What is required
Please write out every entry below word for word, leaving the pictures out of your answer.

[Point-based annotation data]
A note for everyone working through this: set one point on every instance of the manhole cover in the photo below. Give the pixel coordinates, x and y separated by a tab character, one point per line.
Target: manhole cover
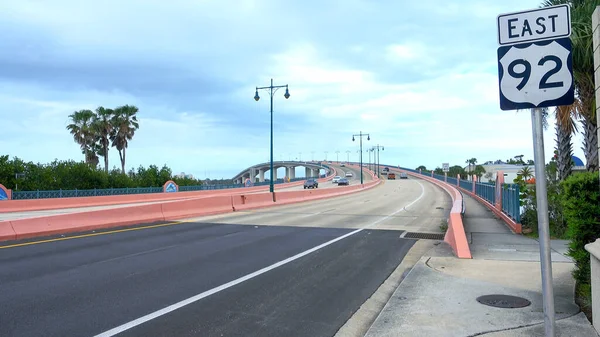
503	301
425	236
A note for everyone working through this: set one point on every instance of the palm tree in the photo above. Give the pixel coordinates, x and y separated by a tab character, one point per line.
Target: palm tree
583	71
565	129
125	124
83	134
103	126
525	172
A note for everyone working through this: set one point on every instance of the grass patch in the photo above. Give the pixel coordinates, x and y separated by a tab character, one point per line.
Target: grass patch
583	298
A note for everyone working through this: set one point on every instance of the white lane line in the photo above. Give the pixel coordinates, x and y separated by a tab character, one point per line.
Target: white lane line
181	304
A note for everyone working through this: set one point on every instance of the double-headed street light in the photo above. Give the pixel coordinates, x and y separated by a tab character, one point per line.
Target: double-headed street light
272	89
360	135
378	147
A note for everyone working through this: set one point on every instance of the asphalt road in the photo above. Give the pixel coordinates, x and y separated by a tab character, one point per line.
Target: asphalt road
254	273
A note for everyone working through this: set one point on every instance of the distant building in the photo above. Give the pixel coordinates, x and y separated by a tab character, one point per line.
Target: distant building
511	171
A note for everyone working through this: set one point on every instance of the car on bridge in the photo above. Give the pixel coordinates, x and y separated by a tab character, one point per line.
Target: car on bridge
343	181
311	183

Response
A note for everyone working through this: set one point on every instance of the manhole cover in the photo below. Give the pixel coordinates, x and y separated by a tab character, one point per line.
Target: manhole cover
503	301
425	236
A note for everyone working through this: set one point on every instance of the palm tree in the photo above. Give the pixel coordinates, x and y separated by a tab character, one point per line.
Target: palm tree
583	71
565	129
125	124
83	134
103	126
525	172
A note for everyone working through this: set one point on every instance of the grass patch in the photo above. Give the pixel coordinates, x and y separated by a tab character, one point per line.
Target: grass patch
583	298
A note for everyone working through this: set one point on every instance of the white lane line in the photo above. Give the pixel coordinates, x and y separated by a tab character, one point per line.
Target: white lane line
181	304
A note for everyone working through this: set one point on every instance of the double-headed street light in the photo above. Give the pixel coordinates, x and y separated by a tab character, one point per line.
Target: double-headed street light
272	89
360	135
378	147
A note for everyone working through this: set one point on every instance of the asphalt road in the photo above. Give the pixel coordinates, x and y separated by a tab character, one point per line.
Target: asphalt road
254	273
A note for everyone working through this: set one point on every instance of the distant building in the photo above. Give the pixel coordinates, x and y separated by a tab character, one point per line.
Target: distant building
511	171
A note for everyone working through this: set one point on every instance of the car on bridge in the photo above. Give the pixel coordinates, x and y separated by a tab character, one point per line.
Target: car on bridge
343	181
311	183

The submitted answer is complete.